EXERCISE OBJECTIVE >> Can you return the passage on logical validity word for word, starting at "The definition of" and ending at "to the conclusion."?

TEXT SEGMENT >>

==========

Ok, now that I’ve got my dumb Wittgenstein joke out of the way, a more serious answer.

The definition of logical validity is that an argument is valid if and only if the conclusion cannot be false when all the premises are true. We can symbolise that fairly straightforwardly:

ARG(A,...,Z, ξ) is valid if A ∧ ... ∧ Z ≡ ξ

Where A,...,Z is any number of premises, A ∧ ... ∧ Z is the conjunction of all the premises and ξ is the conclusion or, in other words, if the conjunction of all the premises is logically equivalent to the conclusion.

Informally, this should work since the above formula entails that the conclusion cannot be false when all the premises are true and, equivalently, that the conclusion will be false if any of the premises are false. I’m not clever enough to come up with a formal proof for this, but I suspect such a proof is impossible.

==========

DATA EXCERPT >>
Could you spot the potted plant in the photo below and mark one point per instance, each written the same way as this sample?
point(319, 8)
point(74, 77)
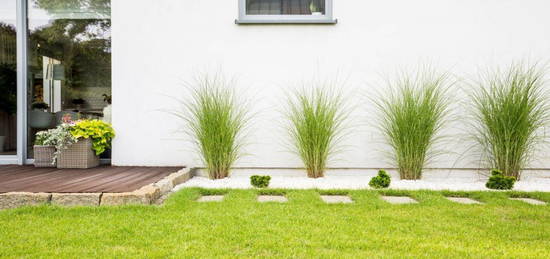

==========

ANSWER TO THIS PROBLEM >>
The definition of logical validity is that an argument is valid if and only if the conclusion cannot be false when all the premises are true. We can symbolise that fairly straightforwardly:

ARG(A,...,Z, ξ) is valid if A ∧ ... ∧ Z ≡ ξ

Where A,...,Z is any number of premises, A ∧ ... ∧ Z is the conjunction of all the premises and ξ is the conclusion or, in other words, if the conjunction of all the premises is logically equivalent to the conclusion.